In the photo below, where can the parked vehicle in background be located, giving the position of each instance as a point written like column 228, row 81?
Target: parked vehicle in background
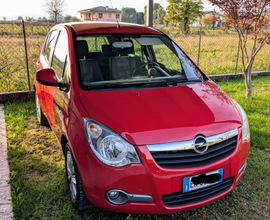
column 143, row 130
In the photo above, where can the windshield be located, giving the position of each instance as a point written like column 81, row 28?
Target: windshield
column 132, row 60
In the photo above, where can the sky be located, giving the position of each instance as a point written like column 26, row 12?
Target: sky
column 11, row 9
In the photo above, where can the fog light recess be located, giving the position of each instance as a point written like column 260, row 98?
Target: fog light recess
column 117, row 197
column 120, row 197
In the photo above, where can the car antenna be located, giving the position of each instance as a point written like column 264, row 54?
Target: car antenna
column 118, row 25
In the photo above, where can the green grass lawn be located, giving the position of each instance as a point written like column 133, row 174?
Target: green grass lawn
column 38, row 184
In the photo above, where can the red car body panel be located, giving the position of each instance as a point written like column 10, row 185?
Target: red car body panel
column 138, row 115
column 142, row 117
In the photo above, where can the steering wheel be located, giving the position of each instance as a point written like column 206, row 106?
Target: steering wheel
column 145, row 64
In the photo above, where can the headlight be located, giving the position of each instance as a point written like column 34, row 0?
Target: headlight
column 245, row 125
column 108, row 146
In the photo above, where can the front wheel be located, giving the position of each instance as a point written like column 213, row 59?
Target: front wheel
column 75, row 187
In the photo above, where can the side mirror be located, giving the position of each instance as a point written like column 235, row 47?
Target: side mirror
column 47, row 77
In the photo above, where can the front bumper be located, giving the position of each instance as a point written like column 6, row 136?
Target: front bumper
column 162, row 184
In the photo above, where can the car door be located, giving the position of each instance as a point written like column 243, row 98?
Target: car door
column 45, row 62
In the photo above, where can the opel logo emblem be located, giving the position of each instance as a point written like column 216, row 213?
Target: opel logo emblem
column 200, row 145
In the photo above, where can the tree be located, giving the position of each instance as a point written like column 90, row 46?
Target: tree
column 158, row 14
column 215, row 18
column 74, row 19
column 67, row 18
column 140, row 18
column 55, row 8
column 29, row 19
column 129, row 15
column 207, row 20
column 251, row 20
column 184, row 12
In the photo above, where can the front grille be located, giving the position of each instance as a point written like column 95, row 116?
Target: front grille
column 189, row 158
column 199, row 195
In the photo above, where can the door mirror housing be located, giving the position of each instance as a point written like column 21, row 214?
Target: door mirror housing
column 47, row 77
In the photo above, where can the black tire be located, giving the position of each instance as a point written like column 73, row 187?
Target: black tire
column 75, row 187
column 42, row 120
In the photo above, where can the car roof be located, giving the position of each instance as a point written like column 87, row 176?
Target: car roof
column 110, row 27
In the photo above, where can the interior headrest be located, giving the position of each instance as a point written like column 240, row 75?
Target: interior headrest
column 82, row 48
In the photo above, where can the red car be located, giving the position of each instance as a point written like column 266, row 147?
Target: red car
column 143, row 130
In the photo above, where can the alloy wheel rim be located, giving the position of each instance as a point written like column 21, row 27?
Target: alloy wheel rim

########################################

Task objective: Whenever a line in the entries above includes the word "alloy", pull that line out.

Expected output:
In the photo above, where can the alloy wheel rim be located, giving the position of each instance as a point written like column 21, row 27?
Target: alloy wheel rim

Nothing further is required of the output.